◆ Entries provided
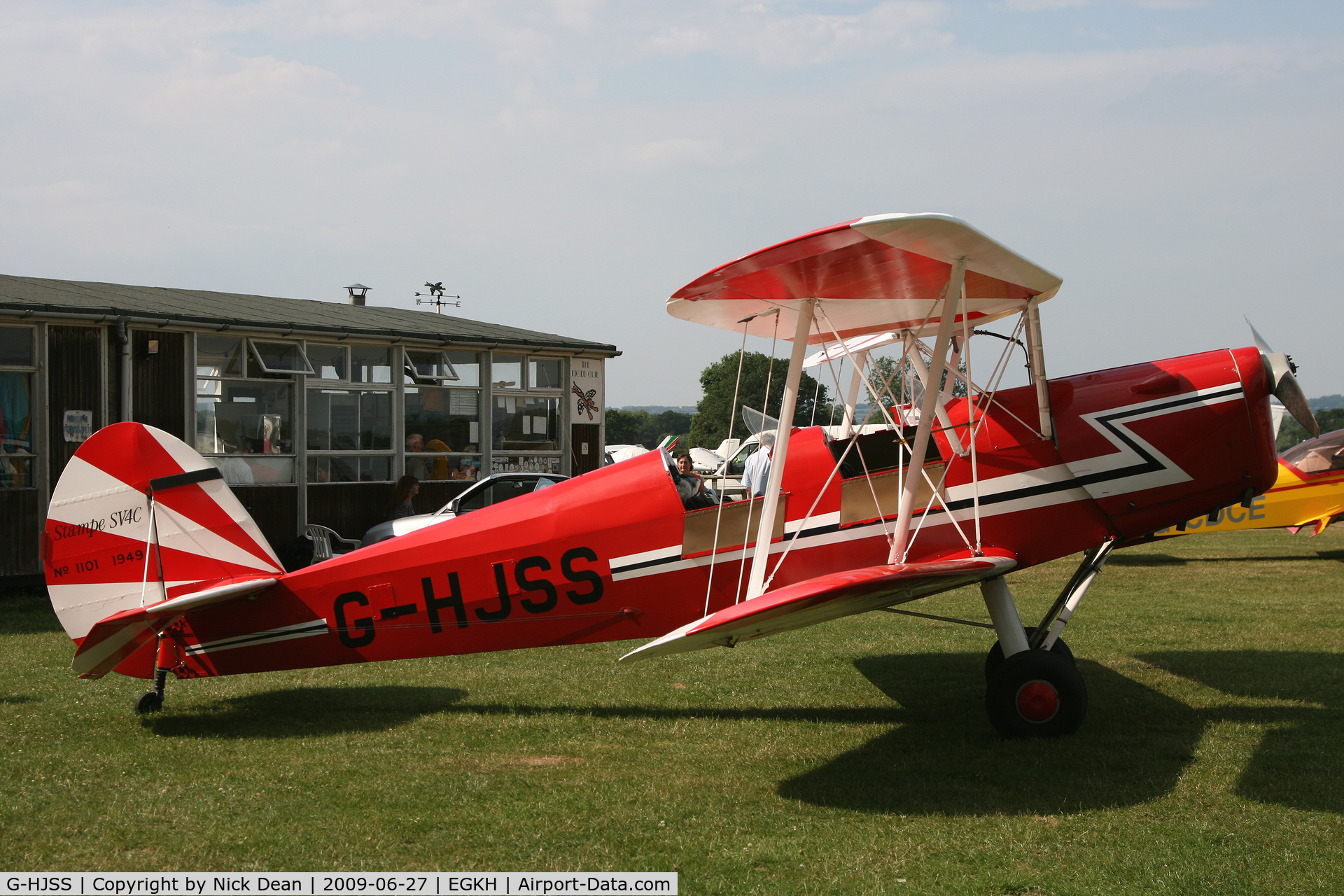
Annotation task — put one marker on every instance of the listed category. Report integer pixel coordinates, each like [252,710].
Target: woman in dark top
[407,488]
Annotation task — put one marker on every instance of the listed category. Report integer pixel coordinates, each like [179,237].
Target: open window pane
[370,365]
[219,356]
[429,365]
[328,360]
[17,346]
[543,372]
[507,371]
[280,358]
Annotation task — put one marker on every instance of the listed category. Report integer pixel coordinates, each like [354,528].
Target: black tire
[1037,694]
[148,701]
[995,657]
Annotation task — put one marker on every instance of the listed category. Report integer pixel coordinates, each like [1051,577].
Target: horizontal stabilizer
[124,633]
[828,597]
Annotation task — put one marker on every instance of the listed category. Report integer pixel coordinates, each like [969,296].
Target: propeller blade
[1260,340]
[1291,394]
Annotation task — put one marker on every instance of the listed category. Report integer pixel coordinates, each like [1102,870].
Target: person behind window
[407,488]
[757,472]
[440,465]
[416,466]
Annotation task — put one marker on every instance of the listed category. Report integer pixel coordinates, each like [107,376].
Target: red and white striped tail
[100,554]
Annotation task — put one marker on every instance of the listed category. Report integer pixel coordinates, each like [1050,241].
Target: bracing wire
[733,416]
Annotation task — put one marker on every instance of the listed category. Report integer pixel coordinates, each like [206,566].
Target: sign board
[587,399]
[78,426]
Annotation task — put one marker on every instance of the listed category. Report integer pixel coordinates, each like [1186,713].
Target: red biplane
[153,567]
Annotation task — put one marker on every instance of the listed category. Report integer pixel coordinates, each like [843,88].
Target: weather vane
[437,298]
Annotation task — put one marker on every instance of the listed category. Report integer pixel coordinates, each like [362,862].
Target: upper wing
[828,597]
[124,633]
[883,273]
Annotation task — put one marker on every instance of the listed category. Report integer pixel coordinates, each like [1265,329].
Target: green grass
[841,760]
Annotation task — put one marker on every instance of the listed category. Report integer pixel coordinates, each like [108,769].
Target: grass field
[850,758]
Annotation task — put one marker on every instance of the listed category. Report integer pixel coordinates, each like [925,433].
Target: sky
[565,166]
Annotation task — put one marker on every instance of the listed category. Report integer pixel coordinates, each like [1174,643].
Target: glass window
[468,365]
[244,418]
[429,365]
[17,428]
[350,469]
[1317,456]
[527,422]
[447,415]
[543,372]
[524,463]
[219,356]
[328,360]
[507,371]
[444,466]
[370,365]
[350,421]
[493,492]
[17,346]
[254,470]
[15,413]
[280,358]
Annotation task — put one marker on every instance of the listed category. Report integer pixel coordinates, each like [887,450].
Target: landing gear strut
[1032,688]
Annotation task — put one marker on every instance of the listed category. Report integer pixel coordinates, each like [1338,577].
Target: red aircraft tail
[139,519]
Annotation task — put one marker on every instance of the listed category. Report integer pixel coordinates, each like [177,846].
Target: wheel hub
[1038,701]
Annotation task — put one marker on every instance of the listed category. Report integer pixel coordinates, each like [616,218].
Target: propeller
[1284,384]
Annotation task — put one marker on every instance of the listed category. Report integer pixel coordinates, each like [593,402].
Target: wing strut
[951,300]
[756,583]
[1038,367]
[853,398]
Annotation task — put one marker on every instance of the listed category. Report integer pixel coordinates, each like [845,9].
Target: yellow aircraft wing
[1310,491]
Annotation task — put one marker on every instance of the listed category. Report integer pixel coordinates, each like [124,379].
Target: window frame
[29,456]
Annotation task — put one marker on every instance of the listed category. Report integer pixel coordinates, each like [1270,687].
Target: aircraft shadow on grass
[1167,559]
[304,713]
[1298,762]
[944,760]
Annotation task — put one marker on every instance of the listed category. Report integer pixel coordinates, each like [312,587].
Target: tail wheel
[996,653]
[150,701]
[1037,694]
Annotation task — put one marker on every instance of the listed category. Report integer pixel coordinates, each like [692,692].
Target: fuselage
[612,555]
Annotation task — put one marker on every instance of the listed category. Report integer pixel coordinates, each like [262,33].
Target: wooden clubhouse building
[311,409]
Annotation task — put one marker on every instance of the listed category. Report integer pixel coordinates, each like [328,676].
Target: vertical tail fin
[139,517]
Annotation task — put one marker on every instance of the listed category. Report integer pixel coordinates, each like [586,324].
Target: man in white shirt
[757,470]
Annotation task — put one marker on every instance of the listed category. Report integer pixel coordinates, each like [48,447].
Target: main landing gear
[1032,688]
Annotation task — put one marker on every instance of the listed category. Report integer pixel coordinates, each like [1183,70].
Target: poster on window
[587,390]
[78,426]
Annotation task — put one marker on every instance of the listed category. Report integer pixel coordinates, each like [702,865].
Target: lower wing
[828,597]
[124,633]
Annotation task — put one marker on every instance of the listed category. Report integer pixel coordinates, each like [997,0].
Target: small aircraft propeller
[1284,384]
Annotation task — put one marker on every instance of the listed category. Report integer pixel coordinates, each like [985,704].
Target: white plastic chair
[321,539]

...

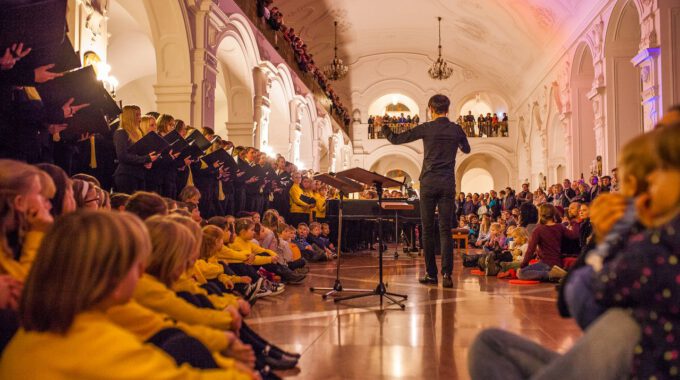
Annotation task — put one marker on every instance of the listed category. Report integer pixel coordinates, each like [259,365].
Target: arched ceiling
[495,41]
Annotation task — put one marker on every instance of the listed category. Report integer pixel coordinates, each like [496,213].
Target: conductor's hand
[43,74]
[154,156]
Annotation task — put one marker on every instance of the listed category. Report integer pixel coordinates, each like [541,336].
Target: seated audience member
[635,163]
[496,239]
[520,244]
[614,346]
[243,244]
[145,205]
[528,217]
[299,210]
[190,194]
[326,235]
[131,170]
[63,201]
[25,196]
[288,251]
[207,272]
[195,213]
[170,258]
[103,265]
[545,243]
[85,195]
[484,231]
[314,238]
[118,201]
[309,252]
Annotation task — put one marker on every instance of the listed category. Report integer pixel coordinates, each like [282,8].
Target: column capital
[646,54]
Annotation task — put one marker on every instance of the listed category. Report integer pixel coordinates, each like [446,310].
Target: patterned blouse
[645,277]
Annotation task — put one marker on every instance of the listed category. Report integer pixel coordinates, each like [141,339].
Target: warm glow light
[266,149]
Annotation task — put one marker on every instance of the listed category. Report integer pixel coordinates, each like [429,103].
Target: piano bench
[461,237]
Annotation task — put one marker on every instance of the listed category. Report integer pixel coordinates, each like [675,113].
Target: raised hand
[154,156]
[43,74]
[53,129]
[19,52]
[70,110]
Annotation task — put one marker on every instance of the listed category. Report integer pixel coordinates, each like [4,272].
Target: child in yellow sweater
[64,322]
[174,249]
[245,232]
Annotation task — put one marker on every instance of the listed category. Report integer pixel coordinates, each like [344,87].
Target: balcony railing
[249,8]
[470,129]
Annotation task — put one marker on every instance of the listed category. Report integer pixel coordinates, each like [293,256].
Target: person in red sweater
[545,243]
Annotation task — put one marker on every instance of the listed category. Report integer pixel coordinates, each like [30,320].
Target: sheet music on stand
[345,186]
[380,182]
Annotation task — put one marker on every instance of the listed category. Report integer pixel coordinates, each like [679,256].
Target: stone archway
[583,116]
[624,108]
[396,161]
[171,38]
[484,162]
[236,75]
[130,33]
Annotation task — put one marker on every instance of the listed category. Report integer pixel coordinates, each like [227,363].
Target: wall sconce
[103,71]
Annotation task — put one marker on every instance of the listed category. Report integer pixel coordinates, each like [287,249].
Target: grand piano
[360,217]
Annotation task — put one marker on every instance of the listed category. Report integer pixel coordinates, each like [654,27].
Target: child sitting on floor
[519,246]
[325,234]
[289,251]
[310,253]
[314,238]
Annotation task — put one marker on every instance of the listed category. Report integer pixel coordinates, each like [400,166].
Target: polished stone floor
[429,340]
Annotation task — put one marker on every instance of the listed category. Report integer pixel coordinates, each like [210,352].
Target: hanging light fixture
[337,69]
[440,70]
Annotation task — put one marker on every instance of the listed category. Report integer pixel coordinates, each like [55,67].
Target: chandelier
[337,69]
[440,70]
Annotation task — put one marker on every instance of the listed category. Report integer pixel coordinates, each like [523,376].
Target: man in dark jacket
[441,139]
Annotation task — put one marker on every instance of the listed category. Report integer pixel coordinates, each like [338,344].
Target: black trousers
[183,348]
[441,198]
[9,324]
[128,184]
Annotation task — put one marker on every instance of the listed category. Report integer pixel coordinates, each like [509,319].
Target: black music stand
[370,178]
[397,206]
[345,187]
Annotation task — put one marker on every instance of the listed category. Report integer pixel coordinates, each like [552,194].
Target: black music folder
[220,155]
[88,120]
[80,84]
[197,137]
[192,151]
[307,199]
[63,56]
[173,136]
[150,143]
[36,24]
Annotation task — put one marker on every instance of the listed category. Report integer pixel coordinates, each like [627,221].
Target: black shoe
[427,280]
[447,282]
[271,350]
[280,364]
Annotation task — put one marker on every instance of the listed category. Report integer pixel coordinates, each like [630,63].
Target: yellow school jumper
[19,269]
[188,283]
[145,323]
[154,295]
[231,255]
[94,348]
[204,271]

---

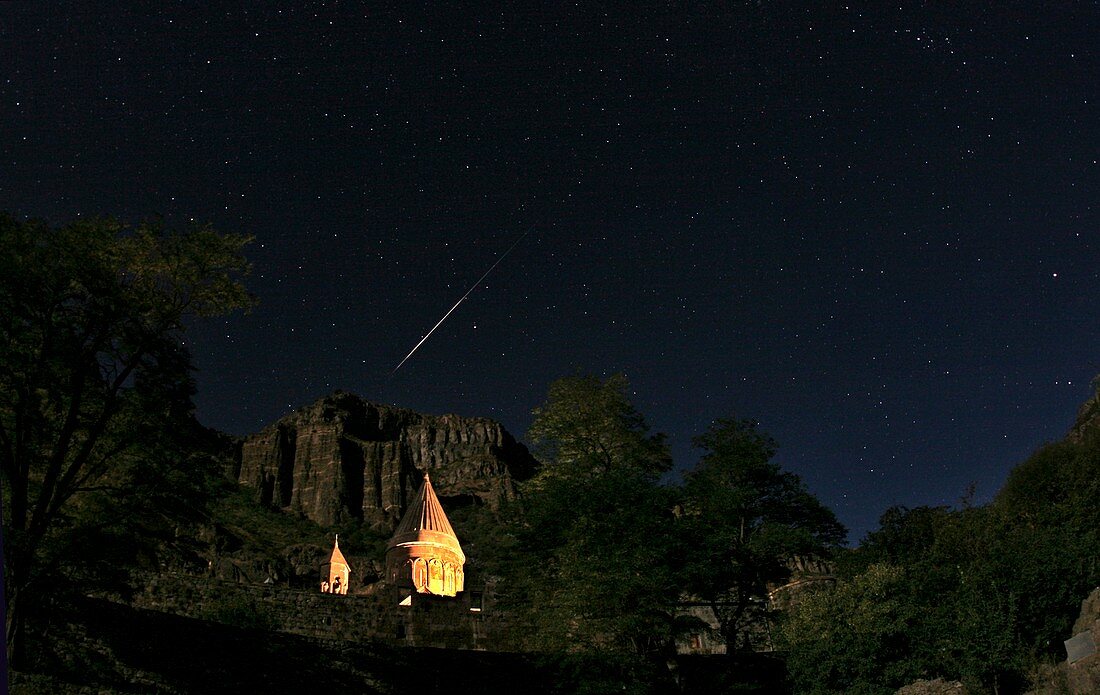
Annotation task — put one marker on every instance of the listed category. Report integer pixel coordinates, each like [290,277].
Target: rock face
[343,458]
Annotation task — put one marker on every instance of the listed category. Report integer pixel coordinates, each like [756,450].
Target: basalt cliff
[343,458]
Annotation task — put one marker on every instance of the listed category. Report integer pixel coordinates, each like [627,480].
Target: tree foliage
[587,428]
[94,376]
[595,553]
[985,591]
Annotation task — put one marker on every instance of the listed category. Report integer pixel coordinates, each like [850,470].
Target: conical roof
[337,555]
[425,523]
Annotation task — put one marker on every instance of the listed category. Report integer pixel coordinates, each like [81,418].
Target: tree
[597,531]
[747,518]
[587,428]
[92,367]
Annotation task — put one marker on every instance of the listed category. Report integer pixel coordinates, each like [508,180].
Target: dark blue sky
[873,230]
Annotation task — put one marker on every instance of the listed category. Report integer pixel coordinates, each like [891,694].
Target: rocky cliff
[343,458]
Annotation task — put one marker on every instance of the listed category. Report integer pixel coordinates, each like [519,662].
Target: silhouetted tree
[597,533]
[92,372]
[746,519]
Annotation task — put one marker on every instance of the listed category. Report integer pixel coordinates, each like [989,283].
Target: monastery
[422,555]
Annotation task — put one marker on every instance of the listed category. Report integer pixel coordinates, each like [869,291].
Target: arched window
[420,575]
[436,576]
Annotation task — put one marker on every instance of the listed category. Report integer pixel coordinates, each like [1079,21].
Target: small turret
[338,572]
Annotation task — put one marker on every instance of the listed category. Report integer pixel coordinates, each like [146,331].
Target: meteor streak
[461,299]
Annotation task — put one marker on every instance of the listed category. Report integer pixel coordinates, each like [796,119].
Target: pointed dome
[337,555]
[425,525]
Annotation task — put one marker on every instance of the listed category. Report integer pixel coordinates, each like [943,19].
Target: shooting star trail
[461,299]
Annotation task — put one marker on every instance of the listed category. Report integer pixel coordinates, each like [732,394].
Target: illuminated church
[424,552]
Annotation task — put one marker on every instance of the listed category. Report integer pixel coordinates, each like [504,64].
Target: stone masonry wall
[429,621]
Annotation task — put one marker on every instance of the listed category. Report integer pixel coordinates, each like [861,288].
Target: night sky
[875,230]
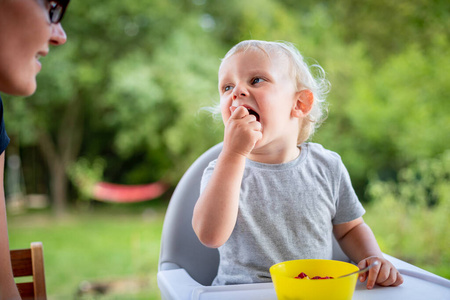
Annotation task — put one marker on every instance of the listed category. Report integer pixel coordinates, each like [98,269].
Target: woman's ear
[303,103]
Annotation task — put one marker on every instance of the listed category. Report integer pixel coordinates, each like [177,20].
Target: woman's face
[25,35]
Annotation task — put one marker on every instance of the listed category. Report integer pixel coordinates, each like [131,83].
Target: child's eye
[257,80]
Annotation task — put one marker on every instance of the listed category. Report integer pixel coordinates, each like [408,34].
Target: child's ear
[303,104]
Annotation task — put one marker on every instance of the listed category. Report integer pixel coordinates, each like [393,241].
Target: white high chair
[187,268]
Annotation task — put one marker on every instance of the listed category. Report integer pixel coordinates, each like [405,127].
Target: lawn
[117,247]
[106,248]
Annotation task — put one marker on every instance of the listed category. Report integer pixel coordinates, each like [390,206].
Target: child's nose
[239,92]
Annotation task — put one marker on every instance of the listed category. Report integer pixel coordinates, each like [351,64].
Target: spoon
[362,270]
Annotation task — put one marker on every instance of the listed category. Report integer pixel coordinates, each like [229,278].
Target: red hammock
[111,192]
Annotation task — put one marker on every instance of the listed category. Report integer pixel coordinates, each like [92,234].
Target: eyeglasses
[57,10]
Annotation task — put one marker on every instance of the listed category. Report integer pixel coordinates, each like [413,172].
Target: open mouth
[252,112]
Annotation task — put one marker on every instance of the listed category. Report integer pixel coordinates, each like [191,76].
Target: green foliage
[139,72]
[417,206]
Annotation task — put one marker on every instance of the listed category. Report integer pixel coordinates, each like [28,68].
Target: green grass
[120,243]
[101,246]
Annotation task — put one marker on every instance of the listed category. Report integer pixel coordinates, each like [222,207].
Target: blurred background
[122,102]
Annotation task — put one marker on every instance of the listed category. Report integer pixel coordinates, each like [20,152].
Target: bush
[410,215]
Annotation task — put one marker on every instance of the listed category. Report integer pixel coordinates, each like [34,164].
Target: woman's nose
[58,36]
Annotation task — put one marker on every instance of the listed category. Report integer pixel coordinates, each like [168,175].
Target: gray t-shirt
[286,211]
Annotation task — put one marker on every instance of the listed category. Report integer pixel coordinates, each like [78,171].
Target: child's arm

◆ Problem requirements
Return every line of the data above that contains the string "open". Letter case counts.

◆ Response below
Target: open window pane
Target: open mouth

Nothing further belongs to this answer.